#### What is needed
If a line below contains the string "keypoint", return that line.

#### Data for processing
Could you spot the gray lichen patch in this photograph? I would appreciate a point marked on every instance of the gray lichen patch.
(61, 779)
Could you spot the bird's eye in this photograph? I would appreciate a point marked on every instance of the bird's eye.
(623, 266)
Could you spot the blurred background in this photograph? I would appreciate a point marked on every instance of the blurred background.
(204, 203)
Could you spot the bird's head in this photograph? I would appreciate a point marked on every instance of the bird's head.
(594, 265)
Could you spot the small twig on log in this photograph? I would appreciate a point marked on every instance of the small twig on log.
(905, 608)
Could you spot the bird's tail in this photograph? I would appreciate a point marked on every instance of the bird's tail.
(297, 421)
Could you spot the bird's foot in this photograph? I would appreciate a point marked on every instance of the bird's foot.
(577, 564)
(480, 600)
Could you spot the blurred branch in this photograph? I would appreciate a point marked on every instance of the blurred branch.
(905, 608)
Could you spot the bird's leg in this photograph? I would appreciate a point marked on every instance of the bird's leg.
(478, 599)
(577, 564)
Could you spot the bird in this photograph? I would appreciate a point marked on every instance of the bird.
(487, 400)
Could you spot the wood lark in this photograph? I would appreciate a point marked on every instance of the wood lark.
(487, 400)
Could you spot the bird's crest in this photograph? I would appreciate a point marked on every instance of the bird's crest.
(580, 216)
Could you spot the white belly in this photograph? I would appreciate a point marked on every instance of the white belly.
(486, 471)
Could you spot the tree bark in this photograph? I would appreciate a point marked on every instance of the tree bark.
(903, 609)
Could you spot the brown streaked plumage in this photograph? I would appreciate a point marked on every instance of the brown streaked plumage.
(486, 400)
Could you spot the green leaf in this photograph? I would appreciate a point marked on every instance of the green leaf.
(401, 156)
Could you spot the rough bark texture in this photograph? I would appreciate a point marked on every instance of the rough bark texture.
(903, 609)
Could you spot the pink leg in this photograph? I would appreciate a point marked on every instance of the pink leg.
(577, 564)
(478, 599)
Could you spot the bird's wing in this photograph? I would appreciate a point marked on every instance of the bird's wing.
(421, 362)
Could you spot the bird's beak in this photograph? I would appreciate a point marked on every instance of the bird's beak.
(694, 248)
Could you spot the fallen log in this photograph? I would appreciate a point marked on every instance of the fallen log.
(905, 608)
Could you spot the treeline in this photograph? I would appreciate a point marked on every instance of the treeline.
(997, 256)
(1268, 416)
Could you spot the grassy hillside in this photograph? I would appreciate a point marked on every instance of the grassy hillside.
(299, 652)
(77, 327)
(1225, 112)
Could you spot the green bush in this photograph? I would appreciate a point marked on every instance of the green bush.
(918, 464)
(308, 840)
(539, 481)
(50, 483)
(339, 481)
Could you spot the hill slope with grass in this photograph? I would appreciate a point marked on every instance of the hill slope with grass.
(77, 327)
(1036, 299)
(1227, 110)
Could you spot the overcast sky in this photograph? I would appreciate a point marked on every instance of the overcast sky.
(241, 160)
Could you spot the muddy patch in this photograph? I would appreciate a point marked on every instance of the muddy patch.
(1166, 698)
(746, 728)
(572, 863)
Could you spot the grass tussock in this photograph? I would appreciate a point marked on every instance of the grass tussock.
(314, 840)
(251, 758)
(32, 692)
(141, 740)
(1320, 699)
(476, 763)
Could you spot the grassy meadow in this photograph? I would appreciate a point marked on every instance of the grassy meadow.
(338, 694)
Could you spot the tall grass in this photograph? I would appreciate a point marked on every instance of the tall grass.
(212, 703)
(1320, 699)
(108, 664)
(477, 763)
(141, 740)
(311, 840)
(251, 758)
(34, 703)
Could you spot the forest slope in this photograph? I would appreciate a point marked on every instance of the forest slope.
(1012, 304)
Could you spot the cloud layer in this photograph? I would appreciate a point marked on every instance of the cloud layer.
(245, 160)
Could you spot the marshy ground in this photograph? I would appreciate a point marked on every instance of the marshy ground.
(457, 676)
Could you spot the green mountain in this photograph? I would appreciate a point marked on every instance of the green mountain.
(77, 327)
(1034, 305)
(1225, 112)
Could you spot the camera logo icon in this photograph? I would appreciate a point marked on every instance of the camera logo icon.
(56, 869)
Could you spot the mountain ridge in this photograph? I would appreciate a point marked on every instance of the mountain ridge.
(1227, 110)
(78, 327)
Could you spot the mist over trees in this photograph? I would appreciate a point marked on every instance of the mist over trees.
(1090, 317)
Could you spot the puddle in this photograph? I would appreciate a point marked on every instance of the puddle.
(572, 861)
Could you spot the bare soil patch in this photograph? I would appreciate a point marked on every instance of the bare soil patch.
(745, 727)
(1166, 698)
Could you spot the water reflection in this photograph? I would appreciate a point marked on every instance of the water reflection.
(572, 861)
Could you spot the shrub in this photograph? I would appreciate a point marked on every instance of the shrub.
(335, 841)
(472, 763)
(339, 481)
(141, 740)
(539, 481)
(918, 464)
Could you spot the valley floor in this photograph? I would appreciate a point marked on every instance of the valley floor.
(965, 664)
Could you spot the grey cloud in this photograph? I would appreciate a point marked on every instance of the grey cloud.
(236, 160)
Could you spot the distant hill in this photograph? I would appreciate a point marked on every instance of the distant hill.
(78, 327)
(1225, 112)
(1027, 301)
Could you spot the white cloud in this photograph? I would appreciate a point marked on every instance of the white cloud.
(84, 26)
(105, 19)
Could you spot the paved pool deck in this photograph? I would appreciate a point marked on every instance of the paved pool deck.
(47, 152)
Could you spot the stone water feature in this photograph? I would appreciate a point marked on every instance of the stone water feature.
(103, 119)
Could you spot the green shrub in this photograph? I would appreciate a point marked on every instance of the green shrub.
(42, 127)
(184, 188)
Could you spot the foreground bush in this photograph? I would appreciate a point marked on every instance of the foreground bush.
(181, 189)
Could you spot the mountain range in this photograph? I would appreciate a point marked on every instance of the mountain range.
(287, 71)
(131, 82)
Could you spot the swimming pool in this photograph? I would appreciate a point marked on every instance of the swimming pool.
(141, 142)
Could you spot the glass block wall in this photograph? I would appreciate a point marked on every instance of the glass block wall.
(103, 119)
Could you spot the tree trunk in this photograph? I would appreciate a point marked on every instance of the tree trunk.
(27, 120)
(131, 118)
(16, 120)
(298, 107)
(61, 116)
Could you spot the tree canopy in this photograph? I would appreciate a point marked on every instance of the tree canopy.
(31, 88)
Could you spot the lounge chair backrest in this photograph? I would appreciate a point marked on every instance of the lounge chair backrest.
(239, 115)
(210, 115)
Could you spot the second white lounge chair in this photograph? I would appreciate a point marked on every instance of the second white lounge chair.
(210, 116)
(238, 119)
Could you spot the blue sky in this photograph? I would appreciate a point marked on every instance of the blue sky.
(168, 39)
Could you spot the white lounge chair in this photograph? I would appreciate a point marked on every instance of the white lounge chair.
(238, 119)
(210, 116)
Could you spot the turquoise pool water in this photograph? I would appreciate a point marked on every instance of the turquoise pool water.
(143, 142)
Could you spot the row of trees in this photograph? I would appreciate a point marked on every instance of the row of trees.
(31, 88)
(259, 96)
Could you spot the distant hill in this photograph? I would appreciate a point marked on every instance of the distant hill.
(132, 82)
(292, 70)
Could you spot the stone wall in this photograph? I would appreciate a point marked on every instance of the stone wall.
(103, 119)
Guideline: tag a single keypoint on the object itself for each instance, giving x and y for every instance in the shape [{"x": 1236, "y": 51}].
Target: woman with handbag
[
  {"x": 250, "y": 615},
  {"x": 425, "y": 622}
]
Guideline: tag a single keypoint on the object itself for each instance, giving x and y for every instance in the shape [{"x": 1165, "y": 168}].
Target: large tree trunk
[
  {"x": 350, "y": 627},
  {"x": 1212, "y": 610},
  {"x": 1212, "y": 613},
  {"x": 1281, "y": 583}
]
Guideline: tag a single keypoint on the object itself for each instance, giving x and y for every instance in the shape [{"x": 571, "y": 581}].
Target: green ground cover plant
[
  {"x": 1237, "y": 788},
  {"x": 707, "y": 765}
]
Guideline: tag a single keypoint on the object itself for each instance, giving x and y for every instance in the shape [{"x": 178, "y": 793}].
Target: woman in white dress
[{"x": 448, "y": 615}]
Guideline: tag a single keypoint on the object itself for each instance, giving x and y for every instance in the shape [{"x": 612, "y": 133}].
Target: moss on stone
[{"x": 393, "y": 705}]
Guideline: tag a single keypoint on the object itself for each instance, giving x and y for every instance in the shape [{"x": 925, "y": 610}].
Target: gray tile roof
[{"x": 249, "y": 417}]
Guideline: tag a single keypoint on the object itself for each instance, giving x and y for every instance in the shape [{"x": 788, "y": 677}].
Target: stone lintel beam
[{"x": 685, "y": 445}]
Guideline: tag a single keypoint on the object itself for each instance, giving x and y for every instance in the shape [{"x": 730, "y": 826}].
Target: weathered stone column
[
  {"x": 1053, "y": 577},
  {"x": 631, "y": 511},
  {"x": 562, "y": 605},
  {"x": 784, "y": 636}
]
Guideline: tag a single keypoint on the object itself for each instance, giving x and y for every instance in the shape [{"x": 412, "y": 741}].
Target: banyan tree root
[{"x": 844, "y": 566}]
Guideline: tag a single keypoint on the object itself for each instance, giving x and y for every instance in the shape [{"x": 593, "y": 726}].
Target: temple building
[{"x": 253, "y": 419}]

#### Completed exercise
Guideline: tag a single keypoint on the object itself for each instance, giving x and y for every instance in the shape [{"x": 1236, "y": 51}].
Guideline: tag a single keypoint on the object itself for each instance, giving x and y for every instance in the shape [{"x": 1165, "y": 168}].
Guideline: tag a single keypoint on the object itself for each instance, giving x and y for every instance in the shape [{"x": 571, "y": 581}].
Guideline: tag a single keypoint on the object itself for each instance, giving x and y for every instance in the shape [{"x": 178, "y": 793}].
Guideline: tag a single keypoint on the object itself for each instance, giving x and y for every instance in the shape [{"x": 612, "y": 133}].
Guideline: tag a single keypoint on the object itself for each instance, giving x and y for every instance in the shape [{"x": 925, "y": 610}].
Guideline: tag a single keypoint on the object itself for each instance, giving x and y for every instance in the shape [{"x": 788, "y": 677}].
Guideline: tag a single keypoint on the object itself for each instance, giving x and y for every instance in the shape [{"x": 730, "y": 826}].
Guideline: tag a single keypoint on the object itself for each instance, giving x and y for every instance in the shape [{"x": 412, "y": 741}].
Guideline: tag a single keypoint on the object itself for each instance, giving x and y for every instance in the shape [{"x": 593, "y": 726}].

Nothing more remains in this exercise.